◆ Text for analysis:
*** Begin section ***

Some may consider this an inconsequential theology lesson. They'd be very wrong. The hatred and incitement spewing forth from the state-sponsored mouth of this charlatan typifies the pervasive hate-based, death-adoring culture of the Palestinian Arabs. Any analysis of the six years of daily rockets fired into Israel from Gaza towns like Bet Hanoun that ignores this "theology" completely misses the mark, leaving half the story unreported.

Wednesday, November 01, 2006

1-Nov-06: Dark Clouds Over Gaza

Here's a laconic statement emanating from the spokesperson's office of the IDF this morning:

IDF forces have begun operating in the town of Beit Hanun, in the northern Gaza Strip. The operation is directed against terror organizations in the town and its goal is to disrupt and prevent the launching of Qassam rockets into Israel. Terror organizations have launched over 300 rockets into Israel from the Beit Hanun area since the beginning of the year.

No one knows at this stage whether this latest fighting in the Beit Hanun area or elsewhere in the Gaza Strip is going to be localized, or will spread beyond. Israeli society has little desire or appetite for another war, but most Israelis - and very few people outside Israel - recognize that the day-to-day bombardments from Gaza of never-occupied, never-disputed Israeli towns, cities, settlements and homes constitute an intolerable situation.

*** End section ***

◆ Task:
Answer these questions from the text about Gaza:
(a) For how many years does the text say rockets were fired daily into Israel from Gaza?
(b) In which town did IDF forces begin operating, according to the IDF statement?
(c) For what does the text say Israeli society has little desire or appetite?

◆ Information provided:
*** Begin section ***

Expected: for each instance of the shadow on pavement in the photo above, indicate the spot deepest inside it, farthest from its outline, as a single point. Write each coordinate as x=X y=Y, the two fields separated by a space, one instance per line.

*** End section ***

◆ Exercise response:
(a) Six years.
(b) Beit Hanun, in the northern Gaza Strip.
(c) Another war.